▶ TEXTO FORNECIDO:
(os textos assinados são da exclusiva responsabilidade dos seus autores)

Leia aqui a homenagem da Fundação António Quadros a António Telmo.



domingo, 20 de fevereiro de 2011

SABEDORIA ANTIGA, 13



Uma nova cosmogonia

Alexandra Pinto Rebelo


É admirável o livro The Great Transformation, de Karen Armstrong, datado de 2006. A autora, analisa vários momentos do milénio que antecedeu o nascimento de Cristo partindo do princípio de que, nesse período axial, existiram grandes transformações religiosas nas culturas mais influentes a nível mundial. A sua atenção recai, sobretudo, no confucionismo e taoísmo, na China; no hinduísmo e budismo, na Índia; no monoteísmo, de Israel; no racionalismo filosófico da Grécia.

Em todas estas culturas há uma sensibilidade nova em comum, iniciada na Índia, com o hinduísmo. Em princípio, não há uma influência directa entre regiões, mas sim um alcançar de uma espécie de novo mundo como necessidade sentida por todos.

O mundo antigo vive dos condicionalismos dos rituais e dos sacrificios. O cosmos era concebido como um organismo que ia consumindo energias, sendo necessário a reposição dessas forças periodicamente, quer através de rituais cíclicos, quer através de sacrifícios. Os sábios da idade axial, vão modificar esta nossa relação primária com o mundo. Dão um significado ético ao ritual, colocando a moral no centro da nova vida espiritual. Com isto, o ser humano adquire uma importância extrema.

▶ MATERIAL APRESENTADO:
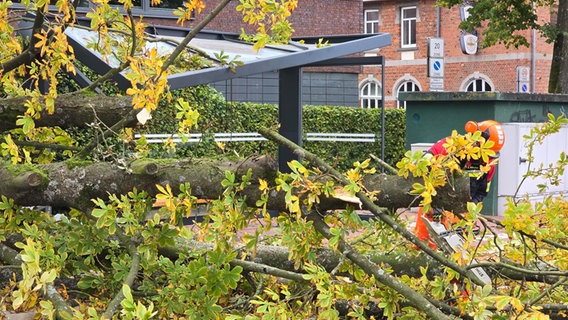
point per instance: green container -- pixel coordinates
(431, 116)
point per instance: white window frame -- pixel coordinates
(371, 25)
(370, 94)
(407, 23)
(404, 85)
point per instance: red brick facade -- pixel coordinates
(496, 65)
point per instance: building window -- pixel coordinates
(408, 26)
(370, 94)
(371, 20)
(406, 86)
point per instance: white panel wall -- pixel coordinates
(513, 164)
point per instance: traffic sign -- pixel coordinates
(435, 47)
(523, 74)
(436, 67)
(523, 87)
(436, 84)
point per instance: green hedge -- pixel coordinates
(217, 116)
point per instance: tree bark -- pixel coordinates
(71, 110)
(75, 184)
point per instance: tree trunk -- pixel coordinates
(73, 185)
(71, 110)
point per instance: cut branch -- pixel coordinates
(73, 185)
(72, 110)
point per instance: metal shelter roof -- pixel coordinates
(288, 59)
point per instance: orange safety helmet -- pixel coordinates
(490, 130)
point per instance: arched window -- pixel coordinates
(406, 86)
(370, 94)
(477, 83)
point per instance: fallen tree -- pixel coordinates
(74, 184)
(75, 110)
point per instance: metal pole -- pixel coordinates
(383, 109)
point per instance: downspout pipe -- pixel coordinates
(533, 57)
(438, 21)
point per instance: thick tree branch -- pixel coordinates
(414, 298)
(114, 305)
(74, 184)
(72, 110)
(368, 204)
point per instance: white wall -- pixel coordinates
(513, 165)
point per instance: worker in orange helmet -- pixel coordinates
(479, 182)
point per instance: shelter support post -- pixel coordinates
(289, 113)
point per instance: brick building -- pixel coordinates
(489, 69)
(406, 69)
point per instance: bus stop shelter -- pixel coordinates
(287, 59)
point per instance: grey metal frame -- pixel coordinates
(289, 67)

▶ O QUE SE PEDE:
[1] Copie do texto sobre a idade axial o trecho entre "É admirável o" e "sentida por todos.", inclusive.
[2] Reescreva de forma mais breve o parágrafo do texto sobre a idade axial que começa por "O mundo antigo vive", mantendo os factos principais.
[3] Prossiga o texto sobre a idade axial a partir do ponto em que termina.

▶ RESPOSTAS ESPERADAS:
[1]
É admirável o livro The Great Transformation, de Karen Armstrong, datado de 2006. A autora, analisa vários momentos do milénio que antecedeu o nascimento de Cristo partindo do princípio de que, nesse período axial, existiram grandes transformações religiosas nas culturas mais influentes a nível mundial. A sua atenção recai, sobretudo, no confucionismo e taoísmo, na China; no hinduísmo e budismo, na Índia; no monoteísmo, de Israel; no racionalismo filosófico da Grécia.

Em todas estas culturas há uma sensibilidade nova em comum, iniciada na Índia, com o hinduísmo. Em princípio, não há uma influência directa entre regiões, mas sim um alcançar de uma espécie de novo mundo como necessidade sentida por todos.

[2] No mundo antigo, a vida dependia de rituais e sacrifícios, pois o cosmos era visto como um organismo que consumia energias, repostas periodicamente por rituais cíclicos ou sacrifícios. Os sábios da idade axial alteram essa relação ao dar ao ritual um significado ético e pôr a moral no centro da vida espiritual, o que confere ao ser humano uma importância extrema.

[3]
O cristianismo faz parte desta nova sensibilidade humana, constituindo, no entanto, uma das mudanças mais tardias. Se pensarmos de acordo com a proposta de Armstrong, o cristianismo irá renovar, não o judaísmo, que já tinha entrado na sua fase axial, mas sim duas regiões que ainda não tinham entrado na nova sensibilidade, ou seja, a Europa e o Egipto. Esta teoria encaixa na perfeição, se deixarmos a túnica e as sandálias cheias de areia do deserto à nossa porta, tendo a humildade suficiente de admitir o quanto o cristianismo deve à Europa e ao Egipto a nível simbólico, mítico, filosófico. Utilizando uma linguagem mais metafórica, pode dizer-se que o primeiro sopro do cristianismo é na Palestina, mas as suas sementes vão cair nos núcleos mais importantes do império romano, transformando as suas práticas religiosas, dando-lhes um sentido mais humanizado.

Parece-me, então, que as commumente chamadas Virgens de Ternura, poderão ter uma nova interpretação.

Maria é considerada Mãe de Deus no Concílio de Éfeso no ano de 431. É curioso o dogma ter sido proclamado precisamente na cidade de Artemisa, mãe natureza para os pré-cristãos, sendo representada com inúmeros frutos saindo do seu corpo, um dos locais de maior peregrinação da Antiguidade. Parte dos seus atributos, e da devoção a si dirigida, passam, a partir daí, para Maria.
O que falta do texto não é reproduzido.